◆ Source passage:
# # # #

Bob Martin says the impact he’s made on Carroll County is evident, something he’s banking on voters to take into account in the May 18 Republican Primary.
Martin, who faces a challenge from Tracy Moore for the right to represent the Pine Creek District on the Carroll County Board of Supervisors, would enter his sixth decade on the board of supervisors if elected in November. Martin also served on the board in every decade since the 1970s at some point in time. Just take a look around at the county’s schools, industry and roads, and there is a good chance Martin was involved someway.
“I say this to the voters in Pine Creek. If a person doesn’t do their job, they should be replaced. In the last four years, I have never worked harder and done more things for Pine Creek than anybody in the history of the county as a Pine Creek Supervisor,” Martin said. “I will also tell you it’s not enough to be in favor of something. You’ve got to put your heart and soul into it, and by the way, what’s your gameplan? When people tell me they are in favor of something, well that’s wonderful, but what are you going to do about it? The examples I will give in this article, I have done. They were my ideas and I fought tooth and nail to get them installed for better schools, more money in the school budget, better facilities for all of the schools.”
Martin has lived in the Pine Creek District all of his life, as has his wife of 48 years, Margaret Jackson Martin. His daughter, Marie, was a standout basketball player at Carroll County and currently is a special education teacher in Montgomery County. She has two children, one of which starts for the Christiansburg JV basketball team. Martin’s son, Robbie, is a deputy on the Patrick County Sheriff’s Department and lives in Claudville with his wife and four girls. The oldest is in community college, the two middle daughters will be enrolled at Virginia Tech this fall, and the youngest is a happy third grader.

# # # #

◆ Source data:
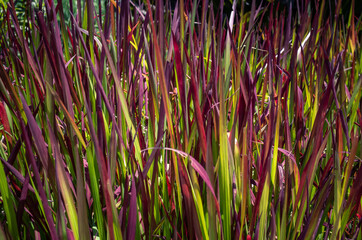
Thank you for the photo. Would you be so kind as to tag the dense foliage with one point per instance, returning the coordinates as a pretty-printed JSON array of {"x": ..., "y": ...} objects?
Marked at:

# # # #

◆ What to do: Reproduce word for word the part of the Bob Martin article that begins at the words "Martin, who faces" and stops after "was involved someway.".

◆ Result below:
Martin, who faces a challenge from Tracy Moore for the right to represent the Pine Creek District on the Carroll County Board of Supervisors, would enter his sixth decade on the board of supervisors if elected in November. Martin also served on the board in every decade since the 1970s at some point in time. Just take a look around at the county’s schools, industry and roads, and there is a good chance Martin was involved someway.